_WORK ITEM_
Keep the wording of each record exactly the same when you repeat it, and leave out pictures.

_DATASET_
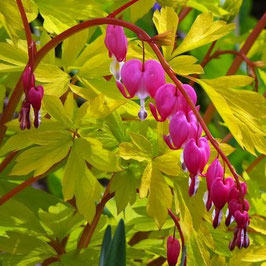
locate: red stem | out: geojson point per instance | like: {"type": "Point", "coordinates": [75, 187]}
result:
{"type": "Point", "coordinates": [122, 8]}
{"type": "Point", "coordinates": [204, 61]}
{"type": "Point", "coordinates": [142, 36]}
{"type": "Point", "coordinates": [7, 160]}
{"type": "Point", "coordinates": [238, 60]}
{"type": "Point", "coordinates": [25, 24]}
{"type": "Point", "coordinates": [19, 188]}
{"type": "Point", "coordinates": [184, 13]}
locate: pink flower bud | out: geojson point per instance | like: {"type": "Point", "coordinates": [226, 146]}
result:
{"type": "Point", "coordinates": [219, 196]}
{"type": "Point", "coordinates": [116, 42]}
{"type": "Point", "coordinates": [28, 79]}
{"type": "Point", "coordinates": [182, 102]}
{"type": "Point", "coordinates": [242, 218]}
{"type": "Point", "coordinates": [234, 192]}
{"type": "Point", "coordinates": [196, 155]}
{"type": "Point", "coordinates": [182, 127]}
{"type": "Point", "coordinates": [142, 81]}
{"type": "Point", "coordinates": [24, 116]}
{"type": "Point", "coordinates": [34, 97]}
{"type": "Point", "coordinates": [173, 250]}
{"type": "Point", "coordinates": [214, 171]}
{"type": "Point", "coordinates": [165, 99]}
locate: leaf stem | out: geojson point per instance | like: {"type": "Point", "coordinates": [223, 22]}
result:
{"type": "Point", "coordinates": [13, 192]}
{"type": "Point", "coordinates": [90, 228]}
{"type": "Point", "coordinates": [238, 60]}
{"type": "Point", "coordinates": [176, 221]}
{"type": "Point", "coordinates": [255, 163]}
{"type": "Point", "coordinates": [7, 160]}
{"type": "Point", "coordinates": [143, 36]}
{"type": "Point", "coordinates": [25, 24]}
{"type": "Point", "coordinates": [122, 8]}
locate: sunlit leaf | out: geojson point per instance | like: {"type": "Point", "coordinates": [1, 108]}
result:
{"type": "Point", "coordinates": [166, 20]}
{"type": "Point", "coordinates": [241, 110]}
{"type": "Point", "coordinates": [203, 31]}
{"type": "Point", "coordinates": [139, 9]}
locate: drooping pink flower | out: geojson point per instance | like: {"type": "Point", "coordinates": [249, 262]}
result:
{"type": "Point", "coordinates": [233, 206]}
{"type": "Point", "coordinates": [34, 97]}
{"type": "Point", "coordinates": [173, 250]}
{"type": "Point", "coordinates": [182, 127]}
{"type": "Point", "coordinates": [240, 236]}
{"type": "Point", "coordinates": [24, 116]}
{"type": "Point", "coordinates": [182, 102]}
{"type": "Point", "coordinates": [169, 100]}
{"type": "Point", "coordinates": [141, 80]}
{"type": "Point", "coordinates": [28, 79]}
{"type": "Point", "coordinates": [116, 42]}
{"type": "Point", "coordinates": [219, 195]}
{"type": "Point", "coordinates": [196, 156]}
{"type": "Point", "coordinates": [165, 100]}
{"type": "Point", "coordinates": [214, 171]}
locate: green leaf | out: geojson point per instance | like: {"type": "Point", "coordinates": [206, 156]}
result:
{"type": "Point", "coordinates": [49, 58]}
{"type": "Point", "coordinates": [185, 65]}
{"type": "Point", "coordinates": [241, 110]}
{"type": "Point", "coordinates": [55, 108]}
{"type": "Point", "coordinates": [107, 239]}
{"type": "Point", "coordinates": [72, 47]}
{"type": "Point", "coordinates": [140, 8]}
{"type": "Point", "coordinates": [17, 215]}
{"type": "Point", "coordinates": [203, 31]}
{"type": "Point", "coordinates": [67, 13]}
{"type": "Point", "coordinates": [208, 6]}
{"type": "Point", "coordinates": [169, 163]}
{"type": "Point", "coordinates": [98, 107]}
{"type": "Point", "coordinates": [78, 181]}
{"type": "Point", "coordinates": [13, 55]}
{"type": "Point", "coordinates": [160, 196]}
{"type": "Point", "coordinates": [92, 151]}
{"type": "Point", "coordinates": [11, 19]}
{"type": "Point", "coordinates": [56, 81]}
{"type": "Point", "coordinates": [117, 252]}
{"type": "Point", "coordinates": [166, 20]}
{"type": "Point", "coordinates": [22, 244]}
{"type": "Point", "coordinates": [42, 158]}
{"type": "Point", "coordinates": [142, 143]}
{"type": "Point", "coordinates": [124, 185]}
{"type": "Point", "coordinates": [60, 220]}
{"type": "Point", "coordinates": [233, 7]}
{"type": "Point", "coordinates": [129, 151]}
{"type": "Point", "coordinates": [2, 95]}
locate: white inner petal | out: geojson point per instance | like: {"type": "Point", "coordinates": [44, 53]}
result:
{"type": "Point", "coordinates": [205, 197]}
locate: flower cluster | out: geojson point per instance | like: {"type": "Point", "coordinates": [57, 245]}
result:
{"type": "Point", "coordinates": [147, 79]}
{"type": "Point", "coordinates": [173, 250]}
{"type": "Point", "coordinates": [33, 98]}
{"type": "Point", "coordinates": [222, 190]}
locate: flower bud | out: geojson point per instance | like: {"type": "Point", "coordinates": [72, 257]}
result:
{"type": "Point", "coordinates": [165, 100]}
{"type": "Point", "coordinates": [24, 116]}
{"type": "Point", "coordinates": [214, 171]}
{"type": "Point", "coordinates": [196, 155]}
{"type": "Point", "coordinates": [141, 81]}
{"type": "Point", "coordinates": [219, 195]}
{"type": "Point", "coordinates": [173, 250]}
{"type": "Point", "coordinates": [116, 42]}
{"type": "Point", "coordinates": [182, 102]}
{"type": "Point", "coordinates": [28, 79]}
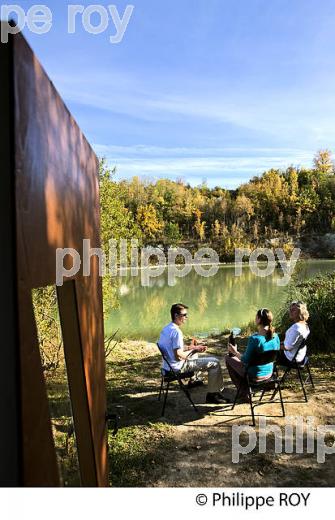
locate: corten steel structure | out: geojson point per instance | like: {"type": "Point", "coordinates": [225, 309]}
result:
{"type": "Point", "coordinates": [49, 199]}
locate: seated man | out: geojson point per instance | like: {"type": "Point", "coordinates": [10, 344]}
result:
{"type": "Point", "coordinates": [295, 335]}
{"type": "Point", "coordinates": [172, 342]}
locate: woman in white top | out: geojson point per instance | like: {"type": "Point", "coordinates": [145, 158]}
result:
{"type": "Point", "coordinates": [296, 334]}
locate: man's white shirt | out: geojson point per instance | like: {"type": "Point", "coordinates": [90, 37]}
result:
{"type": "Point", "coordinates": [171, 339]}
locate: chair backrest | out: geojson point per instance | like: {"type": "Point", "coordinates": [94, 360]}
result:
{"type": "Point", "coordinates": [303, 345]}
{"type": "Point", "coordinates": [263, 358]}
{"type": "Point", "coordinates": [161, 350]}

_ANSWER TO THE EXERCISE_
locate: red stem | out: geojson point per instance | like: {"type": "Point", "coordinates": [75, 187]}
result:
{"type": "Point", "coordinates": [122, 8]}
{"type": "Point", "coordinates": [204, 61]}
{"type": "Point", "coordinates": [142, 36]}
{"type": "Point", "coordinates": [7, 160]}
{"type": "Point", "coordinates": [238, 60]}
{"type": "Point", "coordinates": [25, 24]}
{"type": "Point", "coordinates": [19, 188]}
{"type": "Point", "coordinates": [184, 13]}
locate: pink flower bud | out: geojson point per instance | like: {"type": "Point", "coordinates": [226, 146]}
result:
{"type": "Point", "coordinates": [219, 196]}
{"type": "Point", "coordinates": [116, 42]}
{"type": "Point", "coordinates": [28, 79]}
{"type": "Point", "coordinates": [182, 102]}
{"type": "Point", "coordinates": [242, 218]}
{"type": "Point", "coordinates": [234, 192]}
{"type": "Point", "coordinates": [196, 155]}
{"type": "Point", "coordinates": [182, 127]}
{"type": "Point", "coordinates": [142, 81]}
{"type": "Point", "coordinates": [24, 116]}
{"type": "Point", "coordinates": [34, 97]}
{"type": "Point", "coordinates": [173, 250]}
{"type": "Point", "coordinates": [214, 171]}
{"type": "Point", "coordinates": [165, 99]}
locate: leaf stem | out: geojson point per instance | like: {"type": "Point", "coordinates": [223, 22]}
result:
{"type": "Point", "coordinates": [13, 192]}
{"type": "Point", "coordinates": [90, 228]}
{"type": "Point", "coordinates": [238, 60]}
{"type": "Point", "coordinates": [176, 221]}
{"type": "Point", "coordinates": [255, 163]}
{"type": "Point", "coordinates": [7, 160]}
{"type": "Point", "coordinates": [143, 36]}
{"type": "Point", "coordinates": [25, 24]}
{"type": "Point", "coordinates": [122, 8]}
locate: sunlit leaf | out: geojson point per instance | like: {"type": "Point", "coordinates": [1, 108]}
result:
{"type": "Point", "coordinates": [166, 20]}
{"type": "Point", "coordinates": [241, 110]}
{"type": "Point", "coordinates": [203, 31]}
{"type": "Point", "coordinates": [139, 9]}
locate: drooping pink flower | out: geojson point per instance | like: {"type": "Point", "coordinates": [249, 262]}
result:
{"type": "Point", "coordinates": [233, 206]}
{"type": "Point", "coordinates": [34, 97]}
{"type": "Point", "coordinates": [173, 250]}
{"type": "Point", "coordinates": [182, 127]}
{"type": "Point", "coordinates": [240, 236]}
{"type": "Point", "coordinates": [24, 116]}
{"type": "Point", "coordinates": [182, 102]}
{"type": "Point", "coordinates": [169, 100]}
{"type": "Point", "coordinates": [141, 80]}
{"type": "Point", "coordinates": [28, 79]}
{"type": "Point", "coordinates": [116, 42]}
{"type": "Point", "coordinates": [219, 195]}
{"type": "Point", "coordinates": [196, 156]}
{"type": "Point", "coordinates": [165, 100]}
{"type": "Point", "coordinates": [214, 171]}
locate: green leaf | out: geojson point per instance | like: {"type": "Point", "coordinates": [206, 156]}
result:
{"type": "Point", "coordinates": [49, 58]}
{"type": "Point", "coordinates": [185, 65]}
{"type": "Point", "coordinates": [241, 110]}
{"type": "Point", "coordinates": [55, 108]}
{"type": "Point", "coordinates": [107, 239]}
{"type": "Point", "coordinates": [72, 47]}
{"type": "Point", "coordinates": [140, 8]}
{"type": "Point", "coordinates": [17, 215]}
{"type": "Point", "coordinates": [203, 31]}
{"type": "Point", "coordinates": [67, 13]}
{"type": "Point", "coordinates": [208, 6]}
{"type": "Point", "coordinates": [169, 163]}
{"type": "Point", "coordinates": [98, 107]}
{"type": "Point", "coordinates": [78, 181]}
{"type": "Point", "coordinates": [13, 55]}
{"type": "Point", "coordinates": [160, 196]}
{"type": "Point", "coordinates": [92, 151]}
{"type": "Point", "coordinates": [11, 19]}
{"type": "Point", "coordinates": [56, 81]}
{"type": "Point", "coordinates": [117, 252]}
{"type": "Point", "coordinates": [166, 20]}
{"type": "Point", "coordinates": [22, 244]}
{"type": "Point", "coordinates": [42, 158]}
{"type": "Point", "coordinates": [142, 143]}
{"type": "Point", "coordinates": [124, 185]}
{"type": "Point", "coordinates": [60, 220]}
{"type": "Point", "coordinates": [233, 7]}
{"type": "Point", "coordinates": [129, 151]}
{"type": "Point", "coordinates": [2, 95]}
locate: white inner petal | out: geojson point per instance | like: {"type": "Point", "coordinates": [44, 53]}
result:
{"type": "Point", "coordinates": [205, 197]}
locate: flower cluster | out: geojson point per instance | like: {"type": "Point", "coordinates": [57, 245]}
result:
{"type": "Point", "coordinates": [147, 79]}
{"type": "Point", "coordinates": [173, 250]}
{"type": "Point", "coordinates": [33, 98]}
{"type": "Point", "coordinates": [222, 190]}
locate: flower bud | out: geojson point per instance | like: {"type": "Point", "coordinates": [72, 257]}
result:
{"type": "Point", "coordinates": [165, 100]}
{"type": "Point", "coordinates": [24, 116]}
{"type": "Point", "coordinates": [214, 171]}
{"type": "Point", "coordinates": [196, 155]}
{"type": "Point", "coordinates": [141, 81]}
{"type": "Point", "coordinates": [219, 195]}
{"type": "Point", "coordinates": [173, 250]}
{"type": "Point", "coordinates": [116, 42]}
{"type": "Point", "coordinates": [182, 102]}
{"type": "Point", "coordinates": [28, 79]}
locate: corten steel structure | out: geojson point per instance | like: {"type": "Point", "coordinates": [225, 309]}
result:
{"type": "Point", "coordinates": [49, 199]}
locate: seated man | out: geojson point per instance | like: {"type": "Point", "coordinates": [10, 344]}
result:
{"type": "Point", "coordinates": [295, 335]}
{"type": "Point", "coordinates": [172, 342]}
locate: woman in white top | out: geojson point per instance | like: {"type": "Point", "coordinates": [145, 158]}
result:
{"type": "Point", "coordinates": [296, 334]}
locate: man's white shirt | out: geojson point per instance | like: {"type": "Point", "coordinates": [90, 37]}
result:
{"type": "Point", "coordinates": [171, 339]}
locate: chair backrest | out: geojson point per instance | like: {"type": "Point", "coordinates": [94, 360]}
result:
{"type": "Point", "coordinates": [303, 345]}
{"type": "Point", "coordinates": [263, 358]}
{"type": "Point", "coordinates": [161, 350]}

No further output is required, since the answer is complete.